## [Job A]
Repeat the listing from its first line through the line containing "M 246 36 L 246", with both of those lines included. Leave the picture out.

## [Passage]
########

Because the TLB and PTW state is labeled with  $\ell_{cur}$ , PTEs must be stored in a memory page with a label that flows to  $\ell_{cur}$ , and managed by software whose integrity is high enough. This restriction must be satisfied by the software that manages the page tables. One simple option is to label the memory pages for page tables with the least restrictive information-flow label,  $(C(\bot), I(\top))$ . The page table could also be compartmentalized, storing different fragments of the table with different labels to provide finer-grained protection.

#### 7 EVALUATION

We evaluated our HyperFlow prototype in various ways. Because downgrading and dynamic information-flow checks need special scrutiny to avoid security or functionality errors, we studied where and how often these features needed to be used. We also evaluated the power, performance, and area overhead incurred by the added information flow security mechanisms. And we evaluated the usability of the architecture by writing information-flow-rich code in the ISA.

########

## [Job B]
Continue the HyperFlow passage from where it stops.

## [Extracted data]
########

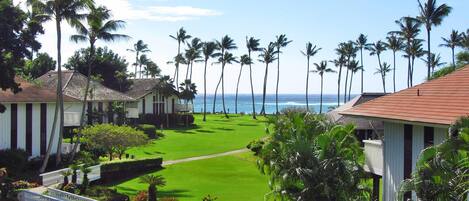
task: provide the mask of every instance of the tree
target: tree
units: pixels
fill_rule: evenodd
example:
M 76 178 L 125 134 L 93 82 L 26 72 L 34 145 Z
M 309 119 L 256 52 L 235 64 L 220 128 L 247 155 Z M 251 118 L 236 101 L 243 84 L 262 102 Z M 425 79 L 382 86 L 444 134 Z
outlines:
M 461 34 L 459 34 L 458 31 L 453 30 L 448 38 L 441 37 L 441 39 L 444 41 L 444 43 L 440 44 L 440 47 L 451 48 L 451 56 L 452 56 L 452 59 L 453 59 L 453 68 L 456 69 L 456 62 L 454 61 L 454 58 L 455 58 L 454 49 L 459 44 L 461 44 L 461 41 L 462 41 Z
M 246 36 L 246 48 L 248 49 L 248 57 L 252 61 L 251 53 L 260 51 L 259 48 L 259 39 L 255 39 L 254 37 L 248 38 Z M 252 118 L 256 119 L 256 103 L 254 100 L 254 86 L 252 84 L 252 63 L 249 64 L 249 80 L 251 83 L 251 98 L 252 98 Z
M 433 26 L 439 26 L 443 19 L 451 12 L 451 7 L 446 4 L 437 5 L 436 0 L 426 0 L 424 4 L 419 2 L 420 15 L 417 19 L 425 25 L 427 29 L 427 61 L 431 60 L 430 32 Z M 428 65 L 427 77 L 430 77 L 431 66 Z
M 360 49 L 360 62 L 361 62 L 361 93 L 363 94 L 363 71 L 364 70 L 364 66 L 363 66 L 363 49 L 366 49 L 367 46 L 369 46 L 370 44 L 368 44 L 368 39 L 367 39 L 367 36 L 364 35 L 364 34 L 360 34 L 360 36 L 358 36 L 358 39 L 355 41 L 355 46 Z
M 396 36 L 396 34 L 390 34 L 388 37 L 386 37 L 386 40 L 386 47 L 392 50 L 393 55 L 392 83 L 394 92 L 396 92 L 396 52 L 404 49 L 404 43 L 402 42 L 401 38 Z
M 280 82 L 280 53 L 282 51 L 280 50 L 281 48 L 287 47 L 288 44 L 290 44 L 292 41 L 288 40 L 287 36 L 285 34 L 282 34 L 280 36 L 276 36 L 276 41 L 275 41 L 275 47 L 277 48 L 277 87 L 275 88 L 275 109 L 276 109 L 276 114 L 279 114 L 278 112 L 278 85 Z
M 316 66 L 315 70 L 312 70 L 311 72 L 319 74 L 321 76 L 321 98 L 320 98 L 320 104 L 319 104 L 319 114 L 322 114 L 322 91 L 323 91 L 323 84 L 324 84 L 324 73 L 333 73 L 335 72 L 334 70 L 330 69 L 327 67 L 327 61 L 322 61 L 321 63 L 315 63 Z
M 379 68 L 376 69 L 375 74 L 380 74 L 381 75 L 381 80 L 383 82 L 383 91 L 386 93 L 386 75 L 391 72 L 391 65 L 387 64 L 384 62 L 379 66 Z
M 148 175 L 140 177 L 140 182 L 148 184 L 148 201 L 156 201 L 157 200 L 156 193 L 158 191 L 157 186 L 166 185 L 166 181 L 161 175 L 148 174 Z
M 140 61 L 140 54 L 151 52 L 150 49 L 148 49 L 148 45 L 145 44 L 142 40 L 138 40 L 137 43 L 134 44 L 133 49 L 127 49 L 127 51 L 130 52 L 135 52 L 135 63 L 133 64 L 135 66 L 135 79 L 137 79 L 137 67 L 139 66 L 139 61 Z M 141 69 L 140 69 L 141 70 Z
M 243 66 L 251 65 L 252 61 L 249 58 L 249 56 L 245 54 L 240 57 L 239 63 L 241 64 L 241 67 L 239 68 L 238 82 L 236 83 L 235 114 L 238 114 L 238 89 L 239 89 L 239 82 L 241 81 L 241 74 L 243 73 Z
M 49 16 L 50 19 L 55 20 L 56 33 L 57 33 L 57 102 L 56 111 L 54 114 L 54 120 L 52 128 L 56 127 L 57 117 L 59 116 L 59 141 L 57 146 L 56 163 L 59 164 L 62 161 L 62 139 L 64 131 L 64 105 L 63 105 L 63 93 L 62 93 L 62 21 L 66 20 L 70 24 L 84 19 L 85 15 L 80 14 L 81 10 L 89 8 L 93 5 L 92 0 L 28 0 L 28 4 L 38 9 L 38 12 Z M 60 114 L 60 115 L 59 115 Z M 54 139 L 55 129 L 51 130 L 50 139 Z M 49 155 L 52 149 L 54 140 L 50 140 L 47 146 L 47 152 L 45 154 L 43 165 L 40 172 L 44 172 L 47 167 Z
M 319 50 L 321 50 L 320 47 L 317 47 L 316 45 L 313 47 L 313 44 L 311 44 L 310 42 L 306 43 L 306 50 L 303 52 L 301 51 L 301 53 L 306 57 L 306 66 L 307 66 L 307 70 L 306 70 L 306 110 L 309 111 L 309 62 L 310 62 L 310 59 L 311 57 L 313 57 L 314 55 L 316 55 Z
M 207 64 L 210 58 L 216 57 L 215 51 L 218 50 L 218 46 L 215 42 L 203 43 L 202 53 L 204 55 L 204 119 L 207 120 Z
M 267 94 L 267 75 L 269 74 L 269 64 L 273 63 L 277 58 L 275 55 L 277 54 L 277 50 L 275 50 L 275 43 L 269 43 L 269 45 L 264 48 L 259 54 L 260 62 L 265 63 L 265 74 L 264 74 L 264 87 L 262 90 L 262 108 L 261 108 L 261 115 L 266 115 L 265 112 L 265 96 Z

########

## [Task answer A]
task: provide the mask of every instance of the tree
target: tree
units: pixels
fill_rule: evenodd
example:
M 76 178 L 125 134 L 93 82 L 26 72 L 34 145 Z
M 309 119 L 256 52 L 235 64 L 220 128 L 247 155 Z M 251 118 L 236 101 L 243 84 L 262 102 Z M 425 79 L 382 86 L 444 134 Z
outlines:
M 461 34 L 459 34 L 458 31 L 453 30 L 448 38 L 441 37 L 441 39 L 444 41 L 444 43 L 440 44 L 440 47 L 451 48 L 451 56 L 452 56 L 452 59 L 453 59 L 453 68 L 456 69 L 456 62 L 454 61 L 454 58 L 455 58 L 454 49 L 459 44 L 461 44 L 461 41 L 462 41 Z
M 246 36 L 246 48 L 248 49 L 248 57 L 252 61 L 251 53 L 260 51 L 259 48 L 259 39 L 255 39 L 254 37 L 248 38 Z M 252 118 L 256 119 L 256 103 L 254 100 L 254 86 L 252 84 L 252 63 L 249 64 L 249 80 L 251 83 L 251 98 L 252 98 Z

## [Task answer B]
## 7.1 Uses of downgrades

The RTL code for HyperFlow performs downgrades at various points. The design of ChiselFlow is intended to ensure that these downgrades are nonmalleable [6], as described in Section 5.3 and more fully in the supplementary material. As a result, the potential for these downgrades to cause harm is limited. Our formal results in the technical report imply that insecure information flows can only arise because of these downgrades [49]. A stronger result would prove that well-typed hardware implementations enforce a timing-sensitive variant of NMIFC. While we do not prove such a result, we expect that it should hold, because SIRRTL's rules for downgrades closely follow those used in a language proved to enforce NMIFC [6].

The downgrades are statically checked to be nonmalleable by the type system. Table 3 summarizes the uses of RTL-level downgrades. The first column shows the ISA-visible event to which the downgrade is tied, the second column states the number of downgraded expressions in the RTL code, and the third gives a brief description of what is downgraded. For all downgrades other than downgrades of data caused by explicit downgrade instructions, both an endorsement and a declassification happen.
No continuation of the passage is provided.